GIVEN ENTRIES –
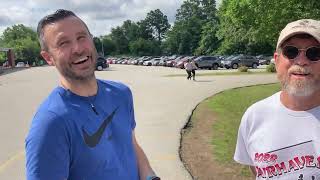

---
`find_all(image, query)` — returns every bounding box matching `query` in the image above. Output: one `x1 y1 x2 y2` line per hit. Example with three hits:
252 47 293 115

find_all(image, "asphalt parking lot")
0 64 277 180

STATED TASK –
Put all the data above into a numbered list with one line per entry. Leave out the blank lines and the pictures.

WRITTEN ANSWER –
1. ---
2. `find_all(image, query)` — returns every bounding box matching `query` in the image above. Output: one `x1 y1 x2 y2` line per hit. Example with three hits:
3. 252 47 293 115
4. find_all(image, "asphalt parking lot")
5. 0 64 277 180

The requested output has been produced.